- _Exercise requirements_:
Leave the pictures out. Return all other data exactly.

- _Materials provided_:
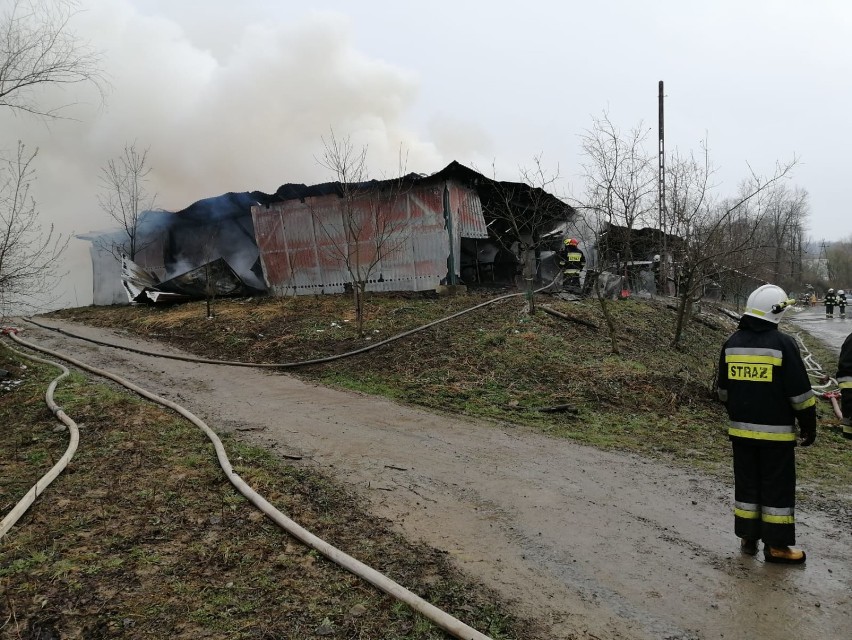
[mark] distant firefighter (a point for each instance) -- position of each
(830, 301)
(572, 261)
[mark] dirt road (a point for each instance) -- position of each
(596, 545)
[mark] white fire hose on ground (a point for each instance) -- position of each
(38, 488)
(440, 618)
(825, 381)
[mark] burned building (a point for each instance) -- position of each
(408, 234)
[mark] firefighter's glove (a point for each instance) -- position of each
(808, 435)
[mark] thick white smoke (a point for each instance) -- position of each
(248, 116)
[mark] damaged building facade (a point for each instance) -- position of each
(409, 234)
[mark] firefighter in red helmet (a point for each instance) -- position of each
(572, 261)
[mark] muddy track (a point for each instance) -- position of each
(592, 544)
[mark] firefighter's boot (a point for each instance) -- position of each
(748, 546)
(783, 555)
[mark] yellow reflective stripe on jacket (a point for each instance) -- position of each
(772, 432)
(753, 359)
(747, 510)
(778, 515)
(761, 355)
(773, 519)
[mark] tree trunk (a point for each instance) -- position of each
(682, 308)
(610, 323)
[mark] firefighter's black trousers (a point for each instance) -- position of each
(765, 491)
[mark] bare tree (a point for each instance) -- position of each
(38, 50)
(711, 234)
(125, 197)
(619, 195)
(839, 256)
(28, 253)
(523, 213)
(620, 181)
(367, 231)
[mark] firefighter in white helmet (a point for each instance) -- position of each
(766, 390)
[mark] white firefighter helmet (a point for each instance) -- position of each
(768, 303)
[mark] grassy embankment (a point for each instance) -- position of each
(143, 537)
(499, 363)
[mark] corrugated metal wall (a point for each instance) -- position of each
(303, 244)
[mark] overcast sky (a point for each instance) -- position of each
(236, 96)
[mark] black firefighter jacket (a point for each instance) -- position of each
(764, 384)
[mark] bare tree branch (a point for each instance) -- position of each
(38, 50)
(28, 254)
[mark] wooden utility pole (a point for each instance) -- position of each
(664, 276)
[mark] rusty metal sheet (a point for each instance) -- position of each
(303, 244)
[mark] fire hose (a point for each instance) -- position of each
(288, 365)
(38, 488)
(440, 618)
(824, 381)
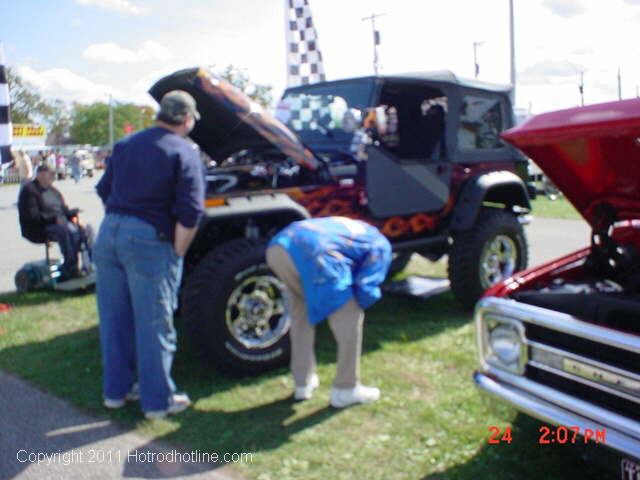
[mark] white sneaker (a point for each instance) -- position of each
(343, 397)
(306, 392)
(132, 396)
(179, 402)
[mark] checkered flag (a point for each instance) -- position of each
(304, 59)
(5, 119)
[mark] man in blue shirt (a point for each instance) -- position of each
(153, 191)
(332, 267)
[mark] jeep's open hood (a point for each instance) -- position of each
(230, 121)
(591, 153)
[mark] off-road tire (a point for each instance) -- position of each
(469, 248)
(207, 300)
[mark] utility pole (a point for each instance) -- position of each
(513, 51)
(376, 40)
(619, 85)
(475, 58)
(111, 121)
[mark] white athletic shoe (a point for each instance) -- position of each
(179, 402)
(343, 397)
(306, 392)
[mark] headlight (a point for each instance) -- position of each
(502, 343)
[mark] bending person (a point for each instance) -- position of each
(332, 267)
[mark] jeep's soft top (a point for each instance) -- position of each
(441, 76)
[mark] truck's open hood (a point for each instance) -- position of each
(591, 153)
(230, 121)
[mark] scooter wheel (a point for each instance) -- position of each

- _Reply_:
[mark] distant firefighter (a point for each instance) -- position of each
(830, 301)
(572, 261)
[mark] dirt road (a point for each instance) -- position of each
(596, 545)
[mark] white fire hose on ground (a point for each instance) -- position of each
(38, 488)
(440, 618)
(825, 381)
[mark] burned building (a point for each instance) -- position of each
(408, 234)
[mark] firefighter's glove (a point for each instance) -- position of each
(808, 435)
[mark] thick white smoke (a point for each instance) -- position of each
(248, 116)
[mark] damaged building facade (a point for each instance) -- position of each
(409, 234)
[mark] firefighter in red helmet (a point for each instance) -- position of each
(572, 261)
[mark] muddy track (a point for each instance) -- position of each
(592, 544)
[mark] firefighter's boot (a point for each instance) -- position of each
(748, 546)
(783, 555)
[mark] yellow reflective stripe on jacket (a point for each instance) -- position of each
(772, 432)
(753, 359)
(747, 510)
(778, 515)
(761, 355)
(773, 519)
[mark] tree trunk (a point for each instance) -- position of each
(682, 308)
(610, 323)
[mark] firefighter's black trousers (a point for each instance) -- position of each
(765, 491)
[mark] bare tree (a point for each instance) -- position of each
(38, 50)
(711, 234)
(125, 197)
(619, 195)
(839, 256)
(28, 253)
(523, 213)
(620, 181)
(367, 231)
[mark] firefighter in white helmet (a point for each instance) -- position of each
(766, 390)
[mark] white firefighter helmet (a point for each instance) -- position of each
(768, 303)
[mark] grassy embankment (a point for each instance) -- position of each
(143, 537)
(499, 363)
[mark] corrugated metal wall (a point for each instance) -- position of each
(303, 244)
[mark] overcast sky (a point for each instance) -- position of each
(236, 96)
[mark] black firefighter jacket (a point for each instance) -- position of each
(764, 384)
[mark] bare tree branch (a point for each instance) -- position of each
(38, 50)
(28, 254)
[mark] wooden utility pole (a point for each instance) -- position of each
(664, 276)
[mark] rusty metal sheet (a point for each instance) -- position of each
(303, 244)
[mark] fire hose (a point for each instance) -- position of each
(288, 365)
(38, 488)
(440, 618)
(824, 381)
[mark] white sneaker (a point for each instance) -- position of each
(343, 397)
(306, 392)
(132, 396)
(179, 402)
[mark] checkered flag (a point for each instance) -- position of each
(304, 59)
(5, 119)
[mark] man in blue shirt (a point for each instance) -- position of each
(153, 191)
(332, 267)
[mark] jeep's open hood (a point for each instance) -- position of each
(230, 121)
(591, 153)
[mark] off-road tire (a point for each instance) -- position of each
(469, 248)
(207, 300)
[mark] utility pole (a point for each instance) -- position of each
(513, 51)
(376, 40)
(619, 85)
(475, 58)
(111, 121)
[mark] white athletic shoe (a point for each instance) -- position of each
(179, 402)
(343, 397)
(306, 392)
[mark] headlight (a point for each instance) -- position of each
(502, 343)
[mark] bending person (a point for each instance) -- position of each
(332, 267)
[mark] jeep's soft top (a point for each instance) -- position of each
(441, 76)
[mark] truck's open hood (a point for each instance) -- position of each
(591, 153)
(230, 121)
[mark] scooter wheel (a point for each instance) -- position of each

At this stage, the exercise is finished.